▶ _Your instructions_
The entries are to be output once more, word for word.

▶ _Dataset records_
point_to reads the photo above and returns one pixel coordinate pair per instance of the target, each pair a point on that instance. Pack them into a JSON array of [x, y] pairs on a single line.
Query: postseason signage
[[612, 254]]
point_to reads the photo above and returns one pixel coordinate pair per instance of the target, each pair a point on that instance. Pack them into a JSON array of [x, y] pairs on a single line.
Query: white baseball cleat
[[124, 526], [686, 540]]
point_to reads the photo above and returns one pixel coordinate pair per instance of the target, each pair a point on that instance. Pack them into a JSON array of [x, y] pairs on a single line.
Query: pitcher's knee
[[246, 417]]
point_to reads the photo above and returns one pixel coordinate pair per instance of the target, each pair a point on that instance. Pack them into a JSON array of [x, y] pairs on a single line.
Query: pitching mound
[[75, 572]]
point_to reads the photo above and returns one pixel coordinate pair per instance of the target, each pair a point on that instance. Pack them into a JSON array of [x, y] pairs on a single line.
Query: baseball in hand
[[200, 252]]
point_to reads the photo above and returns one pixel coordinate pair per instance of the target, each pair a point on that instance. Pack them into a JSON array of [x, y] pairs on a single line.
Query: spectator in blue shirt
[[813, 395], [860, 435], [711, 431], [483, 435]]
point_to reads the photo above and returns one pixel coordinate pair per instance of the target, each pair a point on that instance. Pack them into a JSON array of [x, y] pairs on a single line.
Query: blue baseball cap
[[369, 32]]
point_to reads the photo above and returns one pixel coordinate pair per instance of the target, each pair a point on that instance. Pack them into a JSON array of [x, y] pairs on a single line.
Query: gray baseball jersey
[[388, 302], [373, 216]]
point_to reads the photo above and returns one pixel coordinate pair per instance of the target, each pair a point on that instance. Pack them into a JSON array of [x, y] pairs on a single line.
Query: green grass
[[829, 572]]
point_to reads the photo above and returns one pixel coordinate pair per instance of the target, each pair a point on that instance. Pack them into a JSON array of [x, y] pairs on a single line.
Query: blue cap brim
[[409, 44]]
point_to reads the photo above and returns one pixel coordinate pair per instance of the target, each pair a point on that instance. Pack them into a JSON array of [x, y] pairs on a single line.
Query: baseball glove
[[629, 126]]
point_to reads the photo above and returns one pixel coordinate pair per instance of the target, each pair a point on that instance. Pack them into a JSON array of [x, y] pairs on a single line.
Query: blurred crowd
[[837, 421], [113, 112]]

▶ _Final answer_
point_to reads the photo above and returns one pixel coordinate pair per instance of the target, each pair a point on that instance. Pack them into a JSON array of [x, y] pairs on a single line.
Query: postseason signage
[[612, 254]]
point_to reads the photo above and returns one pixel coordinate pair per instance of the target, each pair a point on that instance. Pack them into a JSON array of [x, y] pairs on a single line.
Query: white baseball cleat
[[124, 526], [686, 540]]
point_to reads the photo above and returns one pixel coordinate pair per instance of the target, each pair a point on that instance. Pack them into a JSON array of [x, y] pairs on a single line.
Query: pitcher's knee
[[246, 417]]
point_to reads the photo above and returns one pixel coordinate pair per instance of the target, each pair a point on that instance. Pack them into a JSON array of [x, y] pairs on a single line.
Query: pitching mound
[[75, 572]]
point_to reads the photo above and returns one pixel coordinate pair per instance of the target, each pair a point on that instance. Pack them into a JSON array of [x, y] pairs on a single line.
Query: baseball in hand
[[200, 252]]
point_to reads the photo above and returns one pixel coordinate pair per instance of the target, each pair a point on that instance. Pack them into a JSON array of [x, y] pairs on a single line.
Query: spectator in blue shirt
[[813, 395], [860, 435], [711, 431], [483, 435]]
point_to reads the photo above and returns one pixel coordinate pair per instance of the target, each pair a point on that instance. Pack them into a JSON array of [x, y] pairs on a single line.
Query: blue baseball cap
[[369, 32]]
point_to reads the photo above and returns one pixel coordinate pair per instance of the target, each pair a point on that instance. Pack them into a JSON array of [x, y] pairs on a single line.
Query: gray baseball jersey
[[388, 302], [373, 216]]
point_to reads the photo above and returns one pixel coordinate pair per instance of the target, each pair a point on that instance. Pack them into a JSON array of [x, y] pairs on a single line.
Query: green grass
[[829, 572]]
point_to reads the photo above and returns one pixel coordinate pair per instance of the target, each pair a point on that instance. Pack them into a JSON array of [x, y] pairs on a single line.
Query: blue cap brim
[[409, 44]]
point_to reads the photo above and returns one pixel coordinate pair per instance of the target, each pair a point on that instance. Pack them into a JSON array of [x, y] pairs on a single line.
Query: baseball glove
[[629, 126]]
point_to reads the photo above and returns one pixel coordinate pair per instance of the target, each pair a point on that instance. Pack them into a JSON array of [x, y] pairs on a single line.
Query: blurred crowd
[[837, 421], [113, 112]]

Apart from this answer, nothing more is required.